_Exercise_
Images are not part of the copy; write out the rest of the data exactly as given.

START Data excerpts

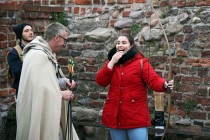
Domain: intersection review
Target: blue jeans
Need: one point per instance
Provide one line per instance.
(129, 134)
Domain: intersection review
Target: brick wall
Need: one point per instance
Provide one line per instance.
(39, 14)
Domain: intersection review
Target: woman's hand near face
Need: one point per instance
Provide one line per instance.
(115, 59)
(70, 85)
(67, 95)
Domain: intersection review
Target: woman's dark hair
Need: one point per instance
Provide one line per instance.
(131, 41)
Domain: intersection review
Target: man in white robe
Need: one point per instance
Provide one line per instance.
(41, 104)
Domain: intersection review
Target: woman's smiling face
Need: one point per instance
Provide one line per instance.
(123, 44)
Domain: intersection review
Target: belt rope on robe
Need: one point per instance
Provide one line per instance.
(69, 115)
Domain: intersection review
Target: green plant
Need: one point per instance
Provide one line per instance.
(189, 105)
(60, 17)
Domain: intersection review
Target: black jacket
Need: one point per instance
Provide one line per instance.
(15, 66)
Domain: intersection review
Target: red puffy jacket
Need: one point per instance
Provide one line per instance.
(126, 103)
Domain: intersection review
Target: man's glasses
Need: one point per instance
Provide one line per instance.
(65, 40)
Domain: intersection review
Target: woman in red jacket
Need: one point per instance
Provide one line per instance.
(126, 111)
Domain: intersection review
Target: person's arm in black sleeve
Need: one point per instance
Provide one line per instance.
(15, 63)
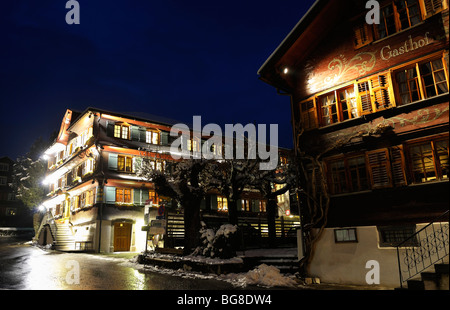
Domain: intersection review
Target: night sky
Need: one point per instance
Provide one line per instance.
(173, 58)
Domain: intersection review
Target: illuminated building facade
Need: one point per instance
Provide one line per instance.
(96, 201)
(370, 101)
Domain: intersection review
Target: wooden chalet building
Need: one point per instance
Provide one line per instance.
(97, 202)
(370, 105)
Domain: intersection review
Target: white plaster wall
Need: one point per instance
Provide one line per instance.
(345, 263)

END Data excerpts

_Answer below_
Domain: intersection review
Target: blue jeans
Need: one point per instance
Provide one line per instance.
(129, 134)
Domain: intersection review
Target: brick wall
Need: one point per instance
Provide one line per instance.
(39, 14)
Domain: intersection review
Target: woman's hand near face
Need: one point per instance
Provide one line per instance.
(115, 59)
(70, 85)
(67, 95)
Domain: intersection review
Target: woman's dark hair
Need: one point per instance
Provide one line per instance.
(131, 41)
Domain: intersection review
Target: man in white robe
Need: one point per instance
Provide one line per instance.
(41, 104)
Domain: intersection review
Target: woman's smiling face
Need: one point per instance
Provide one line per instance.
(123, 44)
Domain: intersection review
Target: belt rope on robe
Need: one point per instance
Provide one line per instance.
(69, 115)
Domain: intersection review
Target: green plant
Need: one point per instance
Provide one line per instance.
(189, 105)
(60, 17)
Domain: intersection review
Target: black jacket
Need: one point per instance
Provide one line per instance.
(15, 66)
Domain: intersection review
Target: red puffy jacket
Need: one point per instance
Provide one line per instance.
(126, 103)
Domain: intersection review
Target: man's glasses
Need: one point per instance
Provide one line per instance.
(65, 40)
Domain: intersection review
Target: woman in red jacket
Need: one point per instance
Provide one line per instance.
(126, 111)
Domain: intersection review
Target: person's arm in black sleeve
Need: one point per instance
Provide one line per instance.
(15, 63)
Domain: intersection review
Target: night sky
Need: one point per instance
Provide one line per instance.
(173, 58)
Domain: intersection review
Target: illuminated building facade
Need: one point per instance
Provide one line per instance.
(96, 201)
(370, 101)
Domain: intersection review
Target: wooden chalet building
Need: one point per instance
Provide one line per instance.
(97, 202)
(370, 105)
Domain: intersection review
Target: white plaster wall
Need: one point per instance
Provide one line per instance.
(345, 263)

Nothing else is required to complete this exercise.